I feel the same way. Speaking broadly, I tend to like racier, more acidic wines. But the trend has gone so far toward Arnaud Ente-style lasers that White Burgs have lost some of the opulence and grandeur that has made top tier white Burgs among the world’s grandest wines.

I’ve had great bottles under DIAM from Jadot and others especially from Chablis but none at 20 years and for me that will be the true test whether the wines evolve like pre-95 white burgs with indelible flavors that in my burg and wine drinking experience are singular, the finest and by far the most pleasurable beverages ever produced.
I’m beginning to feel guilty opening bottles of my old treasures but “this is not a dress rehearsal.”
As Alan knows, I was ahead of the curve in acquiring/cellaring Blanc de Blancs Champagne with many entering into and or already in to the zone of peak drinkability.

Task instructions →
1. According to the wine forum post, what kind of Champagne was the writer ahead of the curve in acquiring and cellaring?
2. Reproduce the wine forum post word for word, starting at "I’ve had great" and ending at "beverages ever produced.".
3. Take the forum post about white Burgundy and Champagne further, picking up after its final sentence.

Supplied data →
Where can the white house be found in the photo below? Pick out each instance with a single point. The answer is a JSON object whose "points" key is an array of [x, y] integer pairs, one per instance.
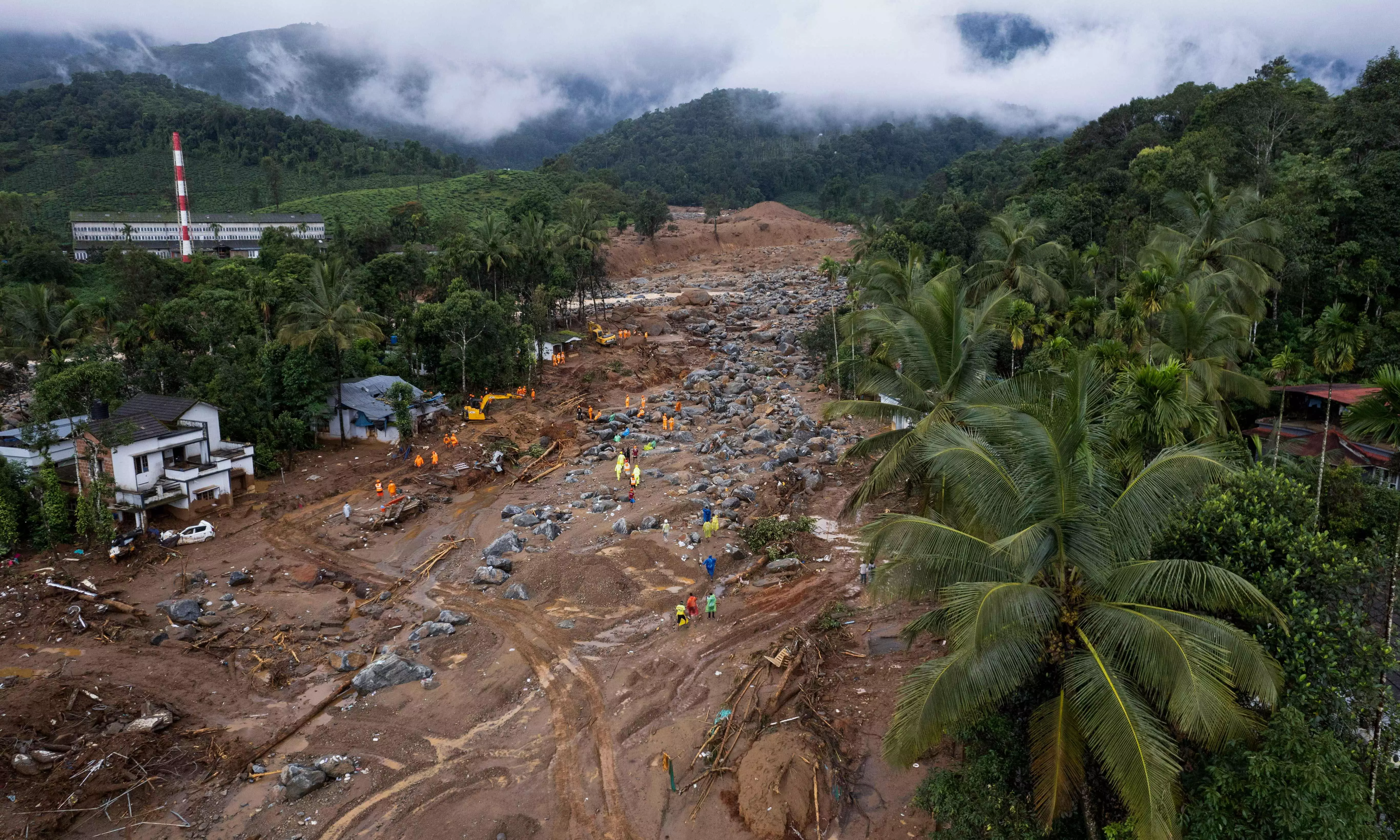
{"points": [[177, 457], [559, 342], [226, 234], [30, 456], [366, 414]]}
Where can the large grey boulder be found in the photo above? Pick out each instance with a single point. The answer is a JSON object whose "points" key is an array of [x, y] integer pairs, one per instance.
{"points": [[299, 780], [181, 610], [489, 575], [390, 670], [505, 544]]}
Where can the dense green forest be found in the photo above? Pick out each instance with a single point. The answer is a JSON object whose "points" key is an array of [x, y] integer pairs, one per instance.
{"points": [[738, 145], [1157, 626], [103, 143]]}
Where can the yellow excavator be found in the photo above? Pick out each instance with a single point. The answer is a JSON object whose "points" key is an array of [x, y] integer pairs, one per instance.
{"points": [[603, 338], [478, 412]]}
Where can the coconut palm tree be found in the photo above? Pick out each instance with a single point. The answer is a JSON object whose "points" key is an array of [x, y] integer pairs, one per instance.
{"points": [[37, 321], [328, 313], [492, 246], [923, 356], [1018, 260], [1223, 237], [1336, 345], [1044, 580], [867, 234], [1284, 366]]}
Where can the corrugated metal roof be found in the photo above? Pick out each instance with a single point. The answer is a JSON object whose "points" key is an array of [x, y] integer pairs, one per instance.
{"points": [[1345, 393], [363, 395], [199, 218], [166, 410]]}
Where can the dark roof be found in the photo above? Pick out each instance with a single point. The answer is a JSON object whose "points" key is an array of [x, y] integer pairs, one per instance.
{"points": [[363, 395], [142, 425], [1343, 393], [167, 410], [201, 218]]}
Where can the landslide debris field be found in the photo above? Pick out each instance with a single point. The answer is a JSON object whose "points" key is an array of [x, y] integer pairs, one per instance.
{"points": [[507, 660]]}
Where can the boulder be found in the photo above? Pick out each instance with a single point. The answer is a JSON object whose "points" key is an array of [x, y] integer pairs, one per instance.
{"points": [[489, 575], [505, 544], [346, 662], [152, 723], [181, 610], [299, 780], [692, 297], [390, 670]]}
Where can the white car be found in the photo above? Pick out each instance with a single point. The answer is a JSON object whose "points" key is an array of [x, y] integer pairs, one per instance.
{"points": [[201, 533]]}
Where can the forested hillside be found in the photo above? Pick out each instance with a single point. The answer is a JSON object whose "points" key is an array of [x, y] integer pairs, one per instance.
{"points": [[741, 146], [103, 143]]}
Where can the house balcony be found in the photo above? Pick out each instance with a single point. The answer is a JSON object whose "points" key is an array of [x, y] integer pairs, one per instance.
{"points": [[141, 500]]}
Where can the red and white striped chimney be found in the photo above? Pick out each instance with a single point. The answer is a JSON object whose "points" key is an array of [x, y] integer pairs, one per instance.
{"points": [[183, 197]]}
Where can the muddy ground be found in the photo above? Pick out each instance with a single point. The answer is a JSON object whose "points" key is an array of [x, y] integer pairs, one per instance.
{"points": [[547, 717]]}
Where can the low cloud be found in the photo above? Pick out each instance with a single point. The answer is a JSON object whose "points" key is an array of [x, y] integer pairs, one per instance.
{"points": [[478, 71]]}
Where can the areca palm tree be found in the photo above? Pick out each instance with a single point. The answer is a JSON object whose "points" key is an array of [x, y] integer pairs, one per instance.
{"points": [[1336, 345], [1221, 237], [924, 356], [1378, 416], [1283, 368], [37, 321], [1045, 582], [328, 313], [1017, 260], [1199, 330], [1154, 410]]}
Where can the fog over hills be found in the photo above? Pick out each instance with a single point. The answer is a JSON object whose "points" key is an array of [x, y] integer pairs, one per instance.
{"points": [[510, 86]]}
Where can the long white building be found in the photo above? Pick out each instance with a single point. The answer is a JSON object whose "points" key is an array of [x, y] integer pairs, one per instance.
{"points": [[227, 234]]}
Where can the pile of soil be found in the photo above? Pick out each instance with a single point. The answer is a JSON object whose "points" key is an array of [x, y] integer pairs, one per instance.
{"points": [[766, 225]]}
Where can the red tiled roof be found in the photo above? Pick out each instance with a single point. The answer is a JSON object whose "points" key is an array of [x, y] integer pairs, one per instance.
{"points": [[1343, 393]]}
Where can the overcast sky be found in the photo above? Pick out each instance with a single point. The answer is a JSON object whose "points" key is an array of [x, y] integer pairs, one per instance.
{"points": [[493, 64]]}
...
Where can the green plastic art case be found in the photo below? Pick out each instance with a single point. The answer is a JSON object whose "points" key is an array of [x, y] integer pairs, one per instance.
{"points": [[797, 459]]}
==
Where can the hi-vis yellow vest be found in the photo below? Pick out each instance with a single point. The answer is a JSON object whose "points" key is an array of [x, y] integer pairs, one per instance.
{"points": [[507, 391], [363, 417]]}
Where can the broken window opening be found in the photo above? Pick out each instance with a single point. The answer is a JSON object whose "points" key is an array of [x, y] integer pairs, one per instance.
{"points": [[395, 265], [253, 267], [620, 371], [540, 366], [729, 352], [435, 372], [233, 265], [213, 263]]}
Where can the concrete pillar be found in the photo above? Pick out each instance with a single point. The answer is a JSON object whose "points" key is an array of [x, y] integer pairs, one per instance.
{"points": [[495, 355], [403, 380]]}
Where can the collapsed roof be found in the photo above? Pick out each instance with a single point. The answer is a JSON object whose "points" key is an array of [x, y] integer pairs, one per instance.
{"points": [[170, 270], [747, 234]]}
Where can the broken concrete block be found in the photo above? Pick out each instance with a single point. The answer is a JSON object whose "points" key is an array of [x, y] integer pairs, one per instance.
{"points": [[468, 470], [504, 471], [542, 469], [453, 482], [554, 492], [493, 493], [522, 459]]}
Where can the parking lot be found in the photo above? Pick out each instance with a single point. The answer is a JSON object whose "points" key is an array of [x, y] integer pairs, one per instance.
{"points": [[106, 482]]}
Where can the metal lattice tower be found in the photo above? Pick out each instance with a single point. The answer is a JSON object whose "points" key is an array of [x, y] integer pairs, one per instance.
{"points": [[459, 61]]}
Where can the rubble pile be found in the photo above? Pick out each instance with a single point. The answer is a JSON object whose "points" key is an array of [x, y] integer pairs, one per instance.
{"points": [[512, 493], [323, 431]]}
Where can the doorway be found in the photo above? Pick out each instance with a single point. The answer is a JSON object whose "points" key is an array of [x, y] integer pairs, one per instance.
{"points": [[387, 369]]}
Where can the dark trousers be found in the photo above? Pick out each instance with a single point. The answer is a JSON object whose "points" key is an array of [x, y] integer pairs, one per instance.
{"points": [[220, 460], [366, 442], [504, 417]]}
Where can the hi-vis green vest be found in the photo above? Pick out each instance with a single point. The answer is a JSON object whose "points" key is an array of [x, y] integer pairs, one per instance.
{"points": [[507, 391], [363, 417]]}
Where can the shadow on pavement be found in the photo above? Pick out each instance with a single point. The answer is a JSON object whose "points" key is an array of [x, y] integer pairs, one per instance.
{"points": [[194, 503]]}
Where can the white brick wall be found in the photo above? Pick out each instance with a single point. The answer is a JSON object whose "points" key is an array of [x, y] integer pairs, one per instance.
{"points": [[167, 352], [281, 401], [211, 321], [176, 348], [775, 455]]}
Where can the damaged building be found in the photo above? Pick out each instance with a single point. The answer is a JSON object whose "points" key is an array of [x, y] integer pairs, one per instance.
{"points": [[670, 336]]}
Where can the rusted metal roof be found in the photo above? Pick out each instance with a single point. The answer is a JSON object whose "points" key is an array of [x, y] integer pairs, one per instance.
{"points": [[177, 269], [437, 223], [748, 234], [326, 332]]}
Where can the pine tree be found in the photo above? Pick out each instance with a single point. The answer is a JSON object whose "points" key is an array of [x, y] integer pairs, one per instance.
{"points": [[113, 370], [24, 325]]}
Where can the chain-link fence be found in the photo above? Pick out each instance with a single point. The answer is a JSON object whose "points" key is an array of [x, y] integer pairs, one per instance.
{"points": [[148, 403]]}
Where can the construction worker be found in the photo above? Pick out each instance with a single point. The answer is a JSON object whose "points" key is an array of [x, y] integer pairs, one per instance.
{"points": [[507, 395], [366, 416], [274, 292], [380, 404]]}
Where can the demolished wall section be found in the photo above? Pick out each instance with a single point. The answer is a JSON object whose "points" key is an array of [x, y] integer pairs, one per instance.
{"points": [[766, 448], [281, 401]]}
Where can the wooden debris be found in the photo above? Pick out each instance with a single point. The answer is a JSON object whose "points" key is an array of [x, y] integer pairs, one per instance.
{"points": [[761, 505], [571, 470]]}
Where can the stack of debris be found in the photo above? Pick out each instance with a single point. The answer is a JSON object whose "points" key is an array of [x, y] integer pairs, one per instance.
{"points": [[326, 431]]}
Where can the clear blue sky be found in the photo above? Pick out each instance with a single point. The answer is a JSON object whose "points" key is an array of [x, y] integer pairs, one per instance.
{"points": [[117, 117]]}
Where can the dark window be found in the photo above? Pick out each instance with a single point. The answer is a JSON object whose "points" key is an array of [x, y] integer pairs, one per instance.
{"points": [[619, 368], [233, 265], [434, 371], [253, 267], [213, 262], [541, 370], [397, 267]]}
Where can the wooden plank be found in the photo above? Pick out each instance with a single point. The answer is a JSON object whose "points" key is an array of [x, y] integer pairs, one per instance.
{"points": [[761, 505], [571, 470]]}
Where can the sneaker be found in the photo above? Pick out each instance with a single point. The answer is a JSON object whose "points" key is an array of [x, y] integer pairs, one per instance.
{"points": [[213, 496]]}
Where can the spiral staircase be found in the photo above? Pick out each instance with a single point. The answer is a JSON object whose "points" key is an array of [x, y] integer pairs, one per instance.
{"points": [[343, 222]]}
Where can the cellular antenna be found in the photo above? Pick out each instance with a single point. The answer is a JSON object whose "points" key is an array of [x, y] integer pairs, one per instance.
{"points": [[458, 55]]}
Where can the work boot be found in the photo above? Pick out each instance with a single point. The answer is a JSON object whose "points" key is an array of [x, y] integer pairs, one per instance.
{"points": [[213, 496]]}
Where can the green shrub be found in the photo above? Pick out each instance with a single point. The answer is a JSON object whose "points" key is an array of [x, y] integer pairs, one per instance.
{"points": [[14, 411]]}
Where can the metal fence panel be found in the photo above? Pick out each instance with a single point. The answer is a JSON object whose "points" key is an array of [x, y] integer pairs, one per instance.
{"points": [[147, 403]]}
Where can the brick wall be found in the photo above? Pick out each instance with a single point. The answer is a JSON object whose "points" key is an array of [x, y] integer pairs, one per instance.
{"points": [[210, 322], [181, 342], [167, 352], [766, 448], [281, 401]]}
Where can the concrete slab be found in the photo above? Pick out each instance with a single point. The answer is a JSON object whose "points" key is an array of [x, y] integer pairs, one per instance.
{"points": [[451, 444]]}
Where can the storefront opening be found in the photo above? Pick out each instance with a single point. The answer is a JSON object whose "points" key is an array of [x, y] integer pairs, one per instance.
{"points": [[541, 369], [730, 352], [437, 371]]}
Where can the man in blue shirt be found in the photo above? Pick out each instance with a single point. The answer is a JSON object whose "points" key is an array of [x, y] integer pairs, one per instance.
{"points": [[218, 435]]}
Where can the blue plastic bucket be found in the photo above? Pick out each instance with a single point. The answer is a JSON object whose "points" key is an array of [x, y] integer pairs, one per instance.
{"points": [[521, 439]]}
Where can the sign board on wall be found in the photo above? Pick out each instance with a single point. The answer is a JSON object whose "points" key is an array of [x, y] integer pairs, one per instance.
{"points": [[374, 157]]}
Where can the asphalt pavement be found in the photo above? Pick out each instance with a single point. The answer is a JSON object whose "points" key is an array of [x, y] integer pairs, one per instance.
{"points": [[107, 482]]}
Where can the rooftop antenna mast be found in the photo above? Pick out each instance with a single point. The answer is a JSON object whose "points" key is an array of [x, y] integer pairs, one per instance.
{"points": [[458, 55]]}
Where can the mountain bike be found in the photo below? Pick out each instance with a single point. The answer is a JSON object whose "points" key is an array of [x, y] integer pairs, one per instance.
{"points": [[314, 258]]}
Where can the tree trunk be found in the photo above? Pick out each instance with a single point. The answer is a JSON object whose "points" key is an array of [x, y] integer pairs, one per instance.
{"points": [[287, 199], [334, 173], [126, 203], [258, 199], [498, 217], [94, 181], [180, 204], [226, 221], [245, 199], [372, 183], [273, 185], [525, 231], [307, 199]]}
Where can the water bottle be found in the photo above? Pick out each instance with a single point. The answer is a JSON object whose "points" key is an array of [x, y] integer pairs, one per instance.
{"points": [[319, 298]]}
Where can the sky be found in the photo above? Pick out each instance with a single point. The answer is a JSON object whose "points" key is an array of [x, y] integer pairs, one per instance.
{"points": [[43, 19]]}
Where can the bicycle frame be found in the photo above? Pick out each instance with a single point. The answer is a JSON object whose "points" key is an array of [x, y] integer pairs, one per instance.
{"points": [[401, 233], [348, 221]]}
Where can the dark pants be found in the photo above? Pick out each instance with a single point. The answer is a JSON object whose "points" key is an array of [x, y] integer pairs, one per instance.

Task-by-task outputs →
1. Blanc de Blancs Champagne.

2.
I’ve had great bottles under DIAM from Jadot and others especially from Chablis but none at 20 years and for me that will be the true test whether the wines evolve like pre-95 white burgs with indelible flavors that in my burg and wine drinking experience are singular, the finest and by far the most pleasurable beverages ever produced.

3.
That’s today’s reality, however.

As an aside, Recently I shared at an after party of Le Fete du Champagne and a Rodolphe Peters dinner in NYC, a bottle of 85 Batard made by Richard Fontaine under the Blain Gagnard/ Delegrange-Bachelet label with Rodolphe, Alex Chartogne, and other Champenois’ that was mind bogglingly profound. We were all pretty speechless in uniformly and silently acknowledging that the heights that this bottle hit, would be something else for the Champenois’ to aim for.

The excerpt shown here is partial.